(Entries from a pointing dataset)
....

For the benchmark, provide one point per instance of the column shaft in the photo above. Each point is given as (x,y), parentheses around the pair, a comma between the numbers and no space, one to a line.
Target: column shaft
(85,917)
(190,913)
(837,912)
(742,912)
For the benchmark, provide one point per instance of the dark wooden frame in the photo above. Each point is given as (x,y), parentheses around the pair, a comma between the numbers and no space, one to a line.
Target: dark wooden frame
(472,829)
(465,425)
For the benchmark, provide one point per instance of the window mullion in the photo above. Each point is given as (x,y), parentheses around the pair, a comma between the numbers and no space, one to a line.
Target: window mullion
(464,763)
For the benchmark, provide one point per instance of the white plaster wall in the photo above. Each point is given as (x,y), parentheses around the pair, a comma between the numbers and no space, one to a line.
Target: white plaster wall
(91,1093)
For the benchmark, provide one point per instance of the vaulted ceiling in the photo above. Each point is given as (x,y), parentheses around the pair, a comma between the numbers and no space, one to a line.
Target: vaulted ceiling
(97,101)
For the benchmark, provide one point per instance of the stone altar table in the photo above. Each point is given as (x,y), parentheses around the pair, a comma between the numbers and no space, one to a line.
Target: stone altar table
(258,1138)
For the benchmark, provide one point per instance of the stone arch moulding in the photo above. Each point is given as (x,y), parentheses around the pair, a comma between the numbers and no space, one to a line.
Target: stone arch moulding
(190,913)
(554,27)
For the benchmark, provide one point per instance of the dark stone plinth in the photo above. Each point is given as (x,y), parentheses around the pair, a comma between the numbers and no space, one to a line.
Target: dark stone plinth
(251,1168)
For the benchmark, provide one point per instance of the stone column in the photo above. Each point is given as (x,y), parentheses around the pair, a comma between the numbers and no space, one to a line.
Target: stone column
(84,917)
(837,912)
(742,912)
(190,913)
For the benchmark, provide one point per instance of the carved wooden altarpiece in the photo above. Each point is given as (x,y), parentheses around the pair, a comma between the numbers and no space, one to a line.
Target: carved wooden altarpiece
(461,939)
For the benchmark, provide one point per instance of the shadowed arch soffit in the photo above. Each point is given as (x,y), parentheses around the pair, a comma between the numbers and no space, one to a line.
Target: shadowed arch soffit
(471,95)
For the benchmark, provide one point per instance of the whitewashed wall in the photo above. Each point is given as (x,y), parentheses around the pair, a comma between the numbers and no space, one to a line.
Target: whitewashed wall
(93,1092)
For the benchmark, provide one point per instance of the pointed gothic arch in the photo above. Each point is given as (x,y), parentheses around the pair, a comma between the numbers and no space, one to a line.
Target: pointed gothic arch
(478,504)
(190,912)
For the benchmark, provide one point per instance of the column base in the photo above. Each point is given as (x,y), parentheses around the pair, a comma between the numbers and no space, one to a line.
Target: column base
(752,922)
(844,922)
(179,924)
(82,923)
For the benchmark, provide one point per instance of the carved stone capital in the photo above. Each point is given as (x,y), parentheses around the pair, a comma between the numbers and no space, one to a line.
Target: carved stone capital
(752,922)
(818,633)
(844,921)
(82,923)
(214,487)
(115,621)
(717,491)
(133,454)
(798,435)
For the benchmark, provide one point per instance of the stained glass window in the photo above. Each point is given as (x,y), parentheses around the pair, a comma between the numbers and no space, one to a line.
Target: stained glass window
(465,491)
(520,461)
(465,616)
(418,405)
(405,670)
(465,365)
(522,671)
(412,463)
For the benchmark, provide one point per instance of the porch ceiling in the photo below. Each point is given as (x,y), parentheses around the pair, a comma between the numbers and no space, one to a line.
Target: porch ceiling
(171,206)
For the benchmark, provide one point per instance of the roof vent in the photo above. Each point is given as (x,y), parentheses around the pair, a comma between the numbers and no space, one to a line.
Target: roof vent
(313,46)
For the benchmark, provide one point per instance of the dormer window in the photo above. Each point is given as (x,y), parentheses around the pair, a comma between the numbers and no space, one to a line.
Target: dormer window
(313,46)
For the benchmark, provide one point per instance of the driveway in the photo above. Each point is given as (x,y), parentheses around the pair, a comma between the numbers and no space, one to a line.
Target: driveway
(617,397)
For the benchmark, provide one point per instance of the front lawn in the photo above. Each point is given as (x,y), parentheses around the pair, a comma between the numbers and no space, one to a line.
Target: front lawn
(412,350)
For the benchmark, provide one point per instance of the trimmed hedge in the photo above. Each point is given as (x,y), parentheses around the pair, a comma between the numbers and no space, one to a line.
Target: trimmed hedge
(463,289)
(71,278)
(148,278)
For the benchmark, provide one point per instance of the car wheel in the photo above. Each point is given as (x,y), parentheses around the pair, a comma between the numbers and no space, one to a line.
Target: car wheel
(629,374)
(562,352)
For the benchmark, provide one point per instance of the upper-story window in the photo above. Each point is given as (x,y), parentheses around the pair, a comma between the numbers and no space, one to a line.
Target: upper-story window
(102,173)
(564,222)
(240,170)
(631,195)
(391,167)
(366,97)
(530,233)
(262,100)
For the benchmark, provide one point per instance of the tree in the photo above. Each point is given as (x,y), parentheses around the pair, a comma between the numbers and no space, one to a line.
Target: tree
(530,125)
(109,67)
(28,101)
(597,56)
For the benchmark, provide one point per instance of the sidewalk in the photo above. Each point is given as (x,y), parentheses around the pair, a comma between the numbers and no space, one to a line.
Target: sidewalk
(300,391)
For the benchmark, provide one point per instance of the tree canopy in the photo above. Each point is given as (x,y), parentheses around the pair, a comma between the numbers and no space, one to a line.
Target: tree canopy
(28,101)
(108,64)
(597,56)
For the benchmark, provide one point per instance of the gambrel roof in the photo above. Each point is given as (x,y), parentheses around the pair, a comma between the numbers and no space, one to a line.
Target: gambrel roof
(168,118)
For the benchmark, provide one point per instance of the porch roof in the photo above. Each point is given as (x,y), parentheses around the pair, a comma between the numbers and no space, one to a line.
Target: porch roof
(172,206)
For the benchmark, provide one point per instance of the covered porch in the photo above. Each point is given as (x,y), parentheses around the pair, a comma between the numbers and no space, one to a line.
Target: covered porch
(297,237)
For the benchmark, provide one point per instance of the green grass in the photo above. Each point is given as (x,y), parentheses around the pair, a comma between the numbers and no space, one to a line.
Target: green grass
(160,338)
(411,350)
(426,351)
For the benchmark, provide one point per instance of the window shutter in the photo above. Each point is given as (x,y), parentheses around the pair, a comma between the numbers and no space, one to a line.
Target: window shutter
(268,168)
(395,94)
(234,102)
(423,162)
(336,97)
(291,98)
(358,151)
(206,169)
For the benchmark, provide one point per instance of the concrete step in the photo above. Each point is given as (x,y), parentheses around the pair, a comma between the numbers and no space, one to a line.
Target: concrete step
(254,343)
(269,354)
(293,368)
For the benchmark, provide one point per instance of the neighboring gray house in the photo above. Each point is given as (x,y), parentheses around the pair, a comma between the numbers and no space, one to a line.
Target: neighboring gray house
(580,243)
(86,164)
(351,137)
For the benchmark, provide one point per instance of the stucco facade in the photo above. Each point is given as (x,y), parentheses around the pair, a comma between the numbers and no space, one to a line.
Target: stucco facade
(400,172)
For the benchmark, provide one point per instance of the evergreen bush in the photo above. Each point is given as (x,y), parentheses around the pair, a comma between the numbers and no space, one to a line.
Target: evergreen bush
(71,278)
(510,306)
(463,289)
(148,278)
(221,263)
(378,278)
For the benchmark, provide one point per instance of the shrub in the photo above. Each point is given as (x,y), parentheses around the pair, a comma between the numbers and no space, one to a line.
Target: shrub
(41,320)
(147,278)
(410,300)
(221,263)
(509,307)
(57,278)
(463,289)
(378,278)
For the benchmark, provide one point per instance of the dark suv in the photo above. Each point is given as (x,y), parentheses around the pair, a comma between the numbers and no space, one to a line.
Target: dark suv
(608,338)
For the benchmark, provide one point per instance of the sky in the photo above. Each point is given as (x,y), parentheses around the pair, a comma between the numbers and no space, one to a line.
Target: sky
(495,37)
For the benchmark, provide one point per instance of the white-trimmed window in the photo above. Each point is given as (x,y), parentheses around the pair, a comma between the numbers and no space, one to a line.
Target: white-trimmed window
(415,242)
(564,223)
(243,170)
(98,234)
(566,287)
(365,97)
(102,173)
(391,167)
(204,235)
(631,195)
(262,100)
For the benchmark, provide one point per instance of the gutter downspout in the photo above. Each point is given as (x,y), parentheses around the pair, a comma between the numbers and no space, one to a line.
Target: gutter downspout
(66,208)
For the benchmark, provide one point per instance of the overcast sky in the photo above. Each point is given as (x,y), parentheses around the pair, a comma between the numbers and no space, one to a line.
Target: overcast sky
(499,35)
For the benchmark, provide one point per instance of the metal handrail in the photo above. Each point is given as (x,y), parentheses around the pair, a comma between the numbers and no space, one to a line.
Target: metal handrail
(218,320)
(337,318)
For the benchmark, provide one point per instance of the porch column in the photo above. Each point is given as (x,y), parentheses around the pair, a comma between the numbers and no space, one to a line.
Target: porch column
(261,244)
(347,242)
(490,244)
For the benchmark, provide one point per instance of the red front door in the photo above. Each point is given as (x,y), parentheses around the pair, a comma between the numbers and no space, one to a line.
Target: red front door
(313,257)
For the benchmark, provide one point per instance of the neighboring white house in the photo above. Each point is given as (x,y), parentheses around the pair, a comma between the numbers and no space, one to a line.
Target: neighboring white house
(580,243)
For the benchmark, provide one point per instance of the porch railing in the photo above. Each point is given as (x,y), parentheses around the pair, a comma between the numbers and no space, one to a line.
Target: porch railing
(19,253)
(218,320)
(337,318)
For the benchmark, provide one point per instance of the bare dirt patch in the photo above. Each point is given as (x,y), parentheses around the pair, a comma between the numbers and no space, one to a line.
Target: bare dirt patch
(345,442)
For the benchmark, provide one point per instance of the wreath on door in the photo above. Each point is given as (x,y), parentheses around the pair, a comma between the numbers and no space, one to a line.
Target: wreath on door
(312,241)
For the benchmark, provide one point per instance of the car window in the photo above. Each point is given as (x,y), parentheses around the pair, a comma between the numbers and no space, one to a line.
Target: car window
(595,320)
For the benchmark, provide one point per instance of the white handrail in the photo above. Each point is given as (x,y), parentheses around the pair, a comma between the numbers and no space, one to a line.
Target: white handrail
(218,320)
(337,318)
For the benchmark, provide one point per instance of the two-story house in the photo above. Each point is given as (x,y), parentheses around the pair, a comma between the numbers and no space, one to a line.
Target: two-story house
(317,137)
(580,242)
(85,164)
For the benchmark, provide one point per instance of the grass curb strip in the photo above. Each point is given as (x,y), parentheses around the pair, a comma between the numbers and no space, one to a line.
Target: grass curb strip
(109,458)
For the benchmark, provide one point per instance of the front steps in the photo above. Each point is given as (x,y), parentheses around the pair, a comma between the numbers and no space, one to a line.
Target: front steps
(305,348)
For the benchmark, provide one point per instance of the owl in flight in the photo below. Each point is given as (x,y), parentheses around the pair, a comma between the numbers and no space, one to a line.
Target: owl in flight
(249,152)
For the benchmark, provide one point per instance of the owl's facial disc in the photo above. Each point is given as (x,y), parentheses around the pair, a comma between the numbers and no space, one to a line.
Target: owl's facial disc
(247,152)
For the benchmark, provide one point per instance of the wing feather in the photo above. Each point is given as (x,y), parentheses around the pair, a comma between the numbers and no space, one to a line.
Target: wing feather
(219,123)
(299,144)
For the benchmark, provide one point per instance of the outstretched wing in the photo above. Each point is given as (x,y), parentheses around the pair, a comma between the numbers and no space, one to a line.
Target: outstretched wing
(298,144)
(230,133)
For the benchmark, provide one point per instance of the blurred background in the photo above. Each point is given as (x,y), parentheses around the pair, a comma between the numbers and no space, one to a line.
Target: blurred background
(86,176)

....

_INSTRUCTIONS FOR THE TASK_.
Take the lines from the one containing "For the benchmark, provide one point per instance of the wing" to the last line of the material above and write them out exactly.

_EXERCISE RESPONSE_.
For the benchmark, provide one point per instance of the wing feather in the photo above. Each point is given as (x,y), parentheses around the pair, a comma between the numbers and no space, one to a line.
Target: wing feather
(219,123)
(299,144)
For the benchmark, provide one point per instance of the outstretched wing in the photo above. Each point is given as (x,y), parentheses around the pair, a comma between the numbers and no space, one to a line.
Target: outstretched wing
(298,144)
(230,133)
For the benchmark, provide one point per instance of the blurred background in the photo above. Each point is given as (x,y), parentheses around the pair, a comma between the numbers and no space, one to a line.
Target: blurred background
(86,176)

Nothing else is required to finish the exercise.